## Task requirements
Identify each line in the records below that contains the word "dark", and copy those lines.

## Object detection data
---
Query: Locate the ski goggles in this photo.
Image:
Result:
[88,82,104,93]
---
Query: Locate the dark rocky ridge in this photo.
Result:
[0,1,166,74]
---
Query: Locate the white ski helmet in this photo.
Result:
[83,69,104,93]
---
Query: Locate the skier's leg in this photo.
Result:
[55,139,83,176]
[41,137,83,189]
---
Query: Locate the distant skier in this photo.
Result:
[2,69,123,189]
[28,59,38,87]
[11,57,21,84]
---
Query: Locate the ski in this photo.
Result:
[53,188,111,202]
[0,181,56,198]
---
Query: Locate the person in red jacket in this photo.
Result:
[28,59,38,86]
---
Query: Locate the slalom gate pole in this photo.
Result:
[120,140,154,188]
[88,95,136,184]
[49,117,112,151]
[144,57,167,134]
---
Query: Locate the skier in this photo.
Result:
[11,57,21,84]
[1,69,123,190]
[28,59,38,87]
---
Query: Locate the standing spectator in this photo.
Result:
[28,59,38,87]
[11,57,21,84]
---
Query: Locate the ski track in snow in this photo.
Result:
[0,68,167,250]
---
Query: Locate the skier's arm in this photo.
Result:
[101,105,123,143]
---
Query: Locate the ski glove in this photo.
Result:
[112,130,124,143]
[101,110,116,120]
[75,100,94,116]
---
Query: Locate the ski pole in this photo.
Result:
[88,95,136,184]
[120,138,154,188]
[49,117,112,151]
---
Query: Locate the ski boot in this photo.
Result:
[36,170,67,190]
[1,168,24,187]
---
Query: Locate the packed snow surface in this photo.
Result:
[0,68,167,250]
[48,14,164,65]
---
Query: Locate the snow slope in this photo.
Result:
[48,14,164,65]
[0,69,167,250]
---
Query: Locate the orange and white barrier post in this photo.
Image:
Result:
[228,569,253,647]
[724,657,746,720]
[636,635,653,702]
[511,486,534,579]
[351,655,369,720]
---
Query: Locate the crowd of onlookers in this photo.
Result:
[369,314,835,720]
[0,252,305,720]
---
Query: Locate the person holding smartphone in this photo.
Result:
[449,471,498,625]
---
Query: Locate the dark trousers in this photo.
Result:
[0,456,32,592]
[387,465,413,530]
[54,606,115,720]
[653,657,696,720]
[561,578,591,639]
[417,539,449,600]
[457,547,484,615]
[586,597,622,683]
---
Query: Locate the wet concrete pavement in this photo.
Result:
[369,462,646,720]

## Task result
Query: Locate the dark rocky ridge in this photo.
Query: Locate the dark trousers in this photo.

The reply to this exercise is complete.